- **Selected extract**:
-*-*-

In today’s turbulent times, resilience is a much needed tool.  It helps us recover and show up in a new form, for ourselves and in the world, just like building a new house. Yoga can be a huge help in the process. 

Many of us in the U.S. are experiencing intense feelings of distress, right now. Many are having a hard time coming to terms with the presidential election results; racial injustice and endemic poverty are becoming more visible to those who were previously oblivious; as well as environmental and cultural crises, such as DAPL (Dakota Access Pipeline), the proposed construction of a major crude-oil pipeline that would have passed through the Standing Rock Sioux Tribe’s ancestral lands, in North Dakota, threatening the drinking water supply for a large part of the Midwest, in addition to the destruction of culturally sacred, protected land.

-*-*-

- **Data provided**:
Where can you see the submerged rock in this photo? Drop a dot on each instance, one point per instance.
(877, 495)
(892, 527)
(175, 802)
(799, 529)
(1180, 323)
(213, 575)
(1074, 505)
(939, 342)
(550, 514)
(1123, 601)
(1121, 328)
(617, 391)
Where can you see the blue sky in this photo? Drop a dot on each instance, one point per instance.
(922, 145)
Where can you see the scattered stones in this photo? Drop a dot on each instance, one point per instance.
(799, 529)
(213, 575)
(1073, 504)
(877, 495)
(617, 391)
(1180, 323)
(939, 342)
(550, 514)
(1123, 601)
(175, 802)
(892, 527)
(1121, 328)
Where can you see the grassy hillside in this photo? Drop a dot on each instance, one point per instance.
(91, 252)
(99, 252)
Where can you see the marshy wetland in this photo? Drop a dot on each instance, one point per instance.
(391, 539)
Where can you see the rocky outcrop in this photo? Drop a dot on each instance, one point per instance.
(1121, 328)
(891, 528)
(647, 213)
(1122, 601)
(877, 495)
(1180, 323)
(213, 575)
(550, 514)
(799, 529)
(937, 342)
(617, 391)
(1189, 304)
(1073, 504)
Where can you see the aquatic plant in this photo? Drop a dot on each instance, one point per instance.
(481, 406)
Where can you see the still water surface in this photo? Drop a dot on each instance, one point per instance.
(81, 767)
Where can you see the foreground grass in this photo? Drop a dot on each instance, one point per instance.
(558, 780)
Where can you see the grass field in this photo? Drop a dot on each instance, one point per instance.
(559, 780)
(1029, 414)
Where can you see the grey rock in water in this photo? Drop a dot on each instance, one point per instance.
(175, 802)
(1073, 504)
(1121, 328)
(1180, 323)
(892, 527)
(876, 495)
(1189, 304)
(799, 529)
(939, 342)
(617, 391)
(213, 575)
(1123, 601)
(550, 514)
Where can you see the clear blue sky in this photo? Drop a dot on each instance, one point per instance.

-*-*-

- **Task instructions**:
a) Summarize the passage on resilience and yoga in two sentences.
b) Rewrite the stretch of the passage on resilience and yoga from "In today’s turbulent" through "sacred, protected land.", replacing "resilience" with "endurance".
c) List every source of distress named in the passage on resilience and yoga, in the paragraph beginning "Many of us in the U.S."

- **Answers by task**:
a) Resilience helps people recover and show up in a new form in turbulent times, and yoga can greatly help with that process. Many people in the U.S. are feeling intense distress over the presidential election results, racial injustice, endemic poverty, and environmental and cultural crises such as the Dakota Access Pipeline.

b)
In today’s turbulent times, endurance is a much needed tool.  It helps us recover and show up in a new form, for ourselves and in the world, just like building a new house. Yoga can be a huge help in the process. 

Many of us in the U.S. are experiencing intense feelings of distress, right now. Many are having a hard time coming to terms with the presidential election results; racial injustice and endemic poverty are becoming more visible to those who were previously oblivious; as well as environmental and cultural crises, such as DAPL (Dakota Access Pipeline), the proposed construction of a major crude-oil pipeline that would have passed through the Standing Rock Sioux Tribe’s ancestral lands, in North Dakota, threatening the drinking water supply for a large part of the Midwest, in addition to the destruction of culturally sacred, protected land.

c)
- presidential election results
- racial injustice
- endemic poverty
- environmental and cultural crises, such as DAPL (Dakota Access Pipeline)